**WRITTEN PROBLEM**
Reproduce the data below line for line, without changing a single character.
Start of DATASET EXCERPTS
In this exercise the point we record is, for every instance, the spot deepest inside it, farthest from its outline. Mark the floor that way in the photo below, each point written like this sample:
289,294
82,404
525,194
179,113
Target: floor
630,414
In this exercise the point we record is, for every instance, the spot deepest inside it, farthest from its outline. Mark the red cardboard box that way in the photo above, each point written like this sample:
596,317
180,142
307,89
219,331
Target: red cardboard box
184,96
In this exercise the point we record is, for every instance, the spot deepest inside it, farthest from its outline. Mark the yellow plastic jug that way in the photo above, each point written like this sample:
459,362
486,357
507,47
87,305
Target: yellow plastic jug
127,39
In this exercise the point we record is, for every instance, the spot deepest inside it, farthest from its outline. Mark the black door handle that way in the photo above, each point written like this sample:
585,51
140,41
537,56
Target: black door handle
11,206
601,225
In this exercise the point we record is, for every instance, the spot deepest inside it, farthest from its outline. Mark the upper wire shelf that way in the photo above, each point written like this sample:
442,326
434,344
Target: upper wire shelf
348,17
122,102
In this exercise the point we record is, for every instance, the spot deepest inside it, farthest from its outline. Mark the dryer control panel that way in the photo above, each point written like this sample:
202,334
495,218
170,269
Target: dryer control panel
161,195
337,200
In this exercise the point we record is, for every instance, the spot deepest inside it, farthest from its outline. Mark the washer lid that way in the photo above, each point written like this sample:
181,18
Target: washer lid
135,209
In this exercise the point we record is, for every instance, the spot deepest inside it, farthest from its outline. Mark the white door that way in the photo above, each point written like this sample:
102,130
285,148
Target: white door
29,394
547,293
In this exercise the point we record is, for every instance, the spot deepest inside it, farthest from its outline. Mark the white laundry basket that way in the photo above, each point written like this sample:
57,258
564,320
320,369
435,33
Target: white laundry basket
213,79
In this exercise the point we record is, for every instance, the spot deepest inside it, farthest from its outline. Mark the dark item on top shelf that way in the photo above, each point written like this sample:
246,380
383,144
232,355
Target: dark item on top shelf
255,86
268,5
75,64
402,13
End of DATASET EXCERPTS
**ANSWER FOR THE TASK**
In this exercise the point we record is, for every instance, the spot deepest inside it, farthest from its outline. Mark the floor that way in the photo below, each point written like this sample:
289,294
82,404
525,194
179,113
Target: floor
630,414
In this exercise the point we record is, for every instance, the spot deepest inside it, farthest from its outline. Mark the red cardboard box that way in the photo above, each point written like this sample:
596,317
180,142
307,89
219,331
Target: red cardboard box
184,96
In this exercise the point we record is, for every instance, the spot deepest inside it, farthest from its outline. Mark the yellow plastic jug that way in the photo above, each point written like this sample:
459,362
486,357
507,47
87,305
Target: yellow plastic jug
127,39
In this exercise the point we record is, for every instance, the spot deepest inside it, farthest from its outline. Mark the black door handle that way in the photo above, each point written like this sample:
585,51
140,41
537,56
Target: black door handle
11,206
601,225
In this exercise the point we record is, for every instance, the spot deepest inside it, farthest from its outline. Mark the upper wire shelf that way in the photo above, each point written like this sample:
442,326
434,344
Target: upper wire shelf
348,17
122,102
In this exercise the point we record is, for every instance, the spot deepest inside it, farthest from its outline. Mark the dryer control panel that way in the photo above, each point written like this sample:
202,334
495,218
170,269
Target: dryer control panel
161,195
337,200
In this exercise the point we record is, for every instance, the spot deepest inside it, farthest from its outline. Mark the washer lid that way in the photo above, each point written like this sample:
181,18
Target: washer lid
135,209
In this exercise the point we record is, for every instance, the spot deepest inside it, farthest from its outline. Mark the white door that way in the photo above, each point written like this sample:
102,130
285,148
Target: white door
29,394
547,293
In this exercise the point we record is, for every instance, the spot deepest inside it, farthest from its outline. Mark the white laundry basket that way in the photo above, each point written like this sample:
57,258
564,320
320,369
435,33
Target: white laundry basket
213,79
In this exercise the point we record is, for every instance, the spot deepest inside it, farthest from its outline. Mark the dark item on top shelf that way in the photo above, each point written like this sample:
246,380
383,144
232,355
Target: dark item on top shelf
255,86
268,5
75,64
402,13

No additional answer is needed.